■ Entries:
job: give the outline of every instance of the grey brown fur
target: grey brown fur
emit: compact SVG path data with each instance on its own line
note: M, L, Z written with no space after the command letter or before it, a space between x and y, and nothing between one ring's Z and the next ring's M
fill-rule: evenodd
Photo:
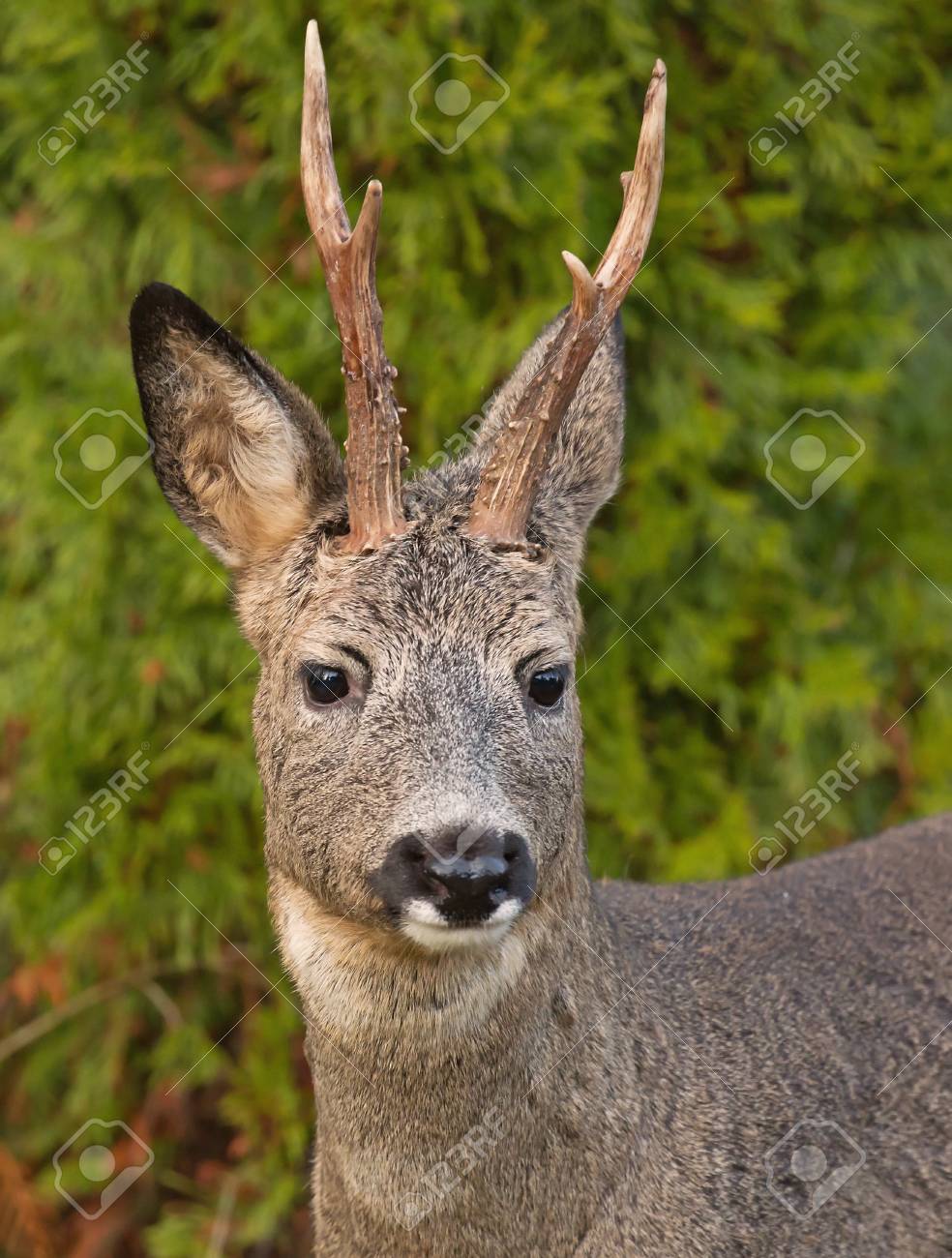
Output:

■ Task directions:
Recast every line of the listing above as a JSON list of strings, one string per line, with blank lines dropped and the picture left out.

■ Finished task:
[
  "job: give the outline of every instance of the grey brown fur",
  "target: grey brown fur",
  "emit: compact SVG path data with each instance on its own line",
  "note: M, L, Z written with no space after the command letter or before it, a space between x and y, and nothing between one ring's Z and the next ring's M",
  "fill-rule: evenodd",
  "Photo:",
  "Output:"
]